------ Record set ------
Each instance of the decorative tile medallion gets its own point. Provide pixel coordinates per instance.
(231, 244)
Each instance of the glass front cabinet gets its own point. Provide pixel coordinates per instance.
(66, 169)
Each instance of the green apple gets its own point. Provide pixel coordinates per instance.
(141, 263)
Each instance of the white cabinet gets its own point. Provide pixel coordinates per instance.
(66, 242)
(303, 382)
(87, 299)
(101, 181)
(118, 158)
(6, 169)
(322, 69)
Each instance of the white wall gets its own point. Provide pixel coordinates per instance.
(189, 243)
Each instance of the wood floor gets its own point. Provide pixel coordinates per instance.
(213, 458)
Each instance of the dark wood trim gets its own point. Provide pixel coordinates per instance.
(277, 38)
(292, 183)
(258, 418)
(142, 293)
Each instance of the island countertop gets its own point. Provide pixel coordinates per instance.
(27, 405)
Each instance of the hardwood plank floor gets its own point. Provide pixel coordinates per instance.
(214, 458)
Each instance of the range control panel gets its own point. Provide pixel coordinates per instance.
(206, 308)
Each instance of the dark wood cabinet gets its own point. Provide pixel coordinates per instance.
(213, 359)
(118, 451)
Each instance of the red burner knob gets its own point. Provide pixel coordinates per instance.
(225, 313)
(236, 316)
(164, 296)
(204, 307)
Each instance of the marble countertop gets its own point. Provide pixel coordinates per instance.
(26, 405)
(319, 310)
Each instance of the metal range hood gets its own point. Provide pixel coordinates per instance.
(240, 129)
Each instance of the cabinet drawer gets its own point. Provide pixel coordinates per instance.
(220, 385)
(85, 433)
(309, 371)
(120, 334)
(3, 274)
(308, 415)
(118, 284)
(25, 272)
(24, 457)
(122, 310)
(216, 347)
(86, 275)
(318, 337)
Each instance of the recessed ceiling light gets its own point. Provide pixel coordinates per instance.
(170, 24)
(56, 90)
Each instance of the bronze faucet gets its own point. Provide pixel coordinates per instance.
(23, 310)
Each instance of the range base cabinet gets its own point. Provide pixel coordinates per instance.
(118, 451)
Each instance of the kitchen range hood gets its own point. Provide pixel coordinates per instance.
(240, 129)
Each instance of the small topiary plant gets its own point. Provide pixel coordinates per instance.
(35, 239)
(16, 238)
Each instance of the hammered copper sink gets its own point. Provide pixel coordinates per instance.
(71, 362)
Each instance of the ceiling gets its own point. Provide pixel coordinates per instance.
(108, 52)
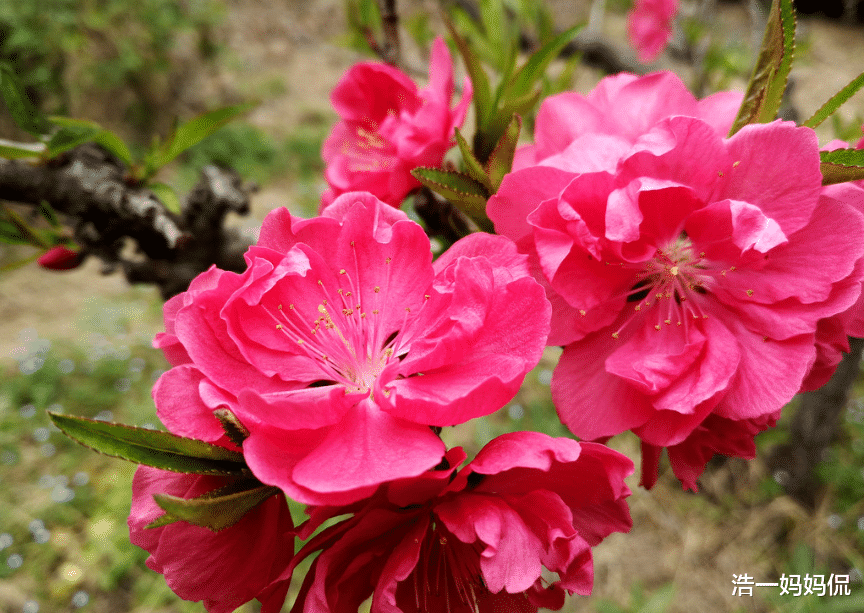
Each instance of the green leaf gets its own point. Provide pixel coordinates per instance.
(234, 428)
(768, 81)
(532, 71)
(836, 101)
(166, 195)
(465, 193)
(495, 26)
(19, 263)
(49, 214)
(12, 150)
(74, 132)
(30, 235)
(151, 447)
(842, 165)
(472, 164)
(660, 600)
(193, 132)
(23, 112)
(217, 509)
(479, 81)
(11, 235)
(68, 137)
(501, 160)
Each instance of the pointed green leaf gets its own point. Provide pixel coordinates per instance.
(151, 447)
(472, 164)
(479, 80)
(215, 510)
(494, 24)
(166, 195)
(465, 193)
(501, 160)
(23, 112)
(532, 71)
(768, 81)
(660, 600)
(12, 150)
(836, 101)
(49, 214)
(10, 234)
(842, 165)
(194, 131)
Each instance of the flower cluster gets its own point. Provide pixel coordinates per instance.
(388, 127)
(341, 351)
(649, 27)
(689, 275)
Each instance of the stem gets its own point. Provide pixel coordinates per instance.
(390, 50)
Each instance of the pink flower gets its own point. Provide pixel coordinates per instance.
(388, 127)
(687, 284)
(649, 27)
(343, 342)
(224, 569)
(59, 258)
(475, 540)
(588, 133)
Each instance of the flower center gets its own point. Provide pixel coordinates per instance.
(345, 338)
(670, 285)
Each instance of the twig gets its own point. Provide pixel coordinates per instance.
(88, 186)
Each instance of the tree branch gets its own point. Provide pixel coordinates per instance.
(88, 185)
(815, 426)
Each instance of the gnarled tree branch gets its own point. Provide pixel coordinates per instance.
(90, 188)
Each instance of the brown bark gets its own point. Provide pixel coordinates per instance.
(91, 189)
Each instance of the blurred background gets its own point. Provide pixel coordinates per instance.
(78, 342)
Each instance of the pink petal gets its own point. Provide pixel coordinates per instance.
(368, 447)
------
## Given exercise:
Reproduce, word for word, the records above from the line containing "Each instance of the pointed" through the last line of the records, including both of those lines.

## Task solution:
Each instance of the pointed green leaf gets its own point. Provide pixel coordinates per instance.
(151, 447)
(472, 164)
(479, 80)
(215, 510)
(494, 24)
(166, 195)
(465, 193)
(501, 160)
(23, 112)
(532, 71)
(768, 81)
(660, 600)
(12, 150)
(836, 101)
(49, 214)
(10, 234)
(842, 165)
(194, 131)
Each instance of the flower cluster gets its own point. Provide pixel coordinates per instance.
(388, 127)
(341, 351)
(649, 27)
(689, 275)
Each instance of the stem gets its own point. Provide pixel coordinates per instance.
(390, 50)
Each instance of the pink flower gets its own point. Provide pixel coordinates per instance.
(388, 127)
(687, 284)
(649, 27)
(343, 342)
(224, 569)
(59, 258)
(475, 540)
(588, 133)
Each instance of the flower center gets its own point. Provide pixel coordinates per instance.
(345, 338)
(670, 285)
Each instance of the twig gets its own point. Provide pixel coordinates per instance.
(88, 186)
Each instance of the tree branch gets its own point. Provide pixel coordinates per instance.
(88, 185)
(815, 426)
Each instance of the gnarled tree branch gets its own point. Provide pixel coordinates per instance.
(90, 188)
Each instance of the brown bark gets its own point. Provide pixel coordinates per instance.
(91, 189)
Each instance of the blurred background gets its own point. Provide pixel coordinates per instance.
(78, 342)
Each instance of the pink petal gets its own point. Provide pixel coordinates per instance.
(368, 447)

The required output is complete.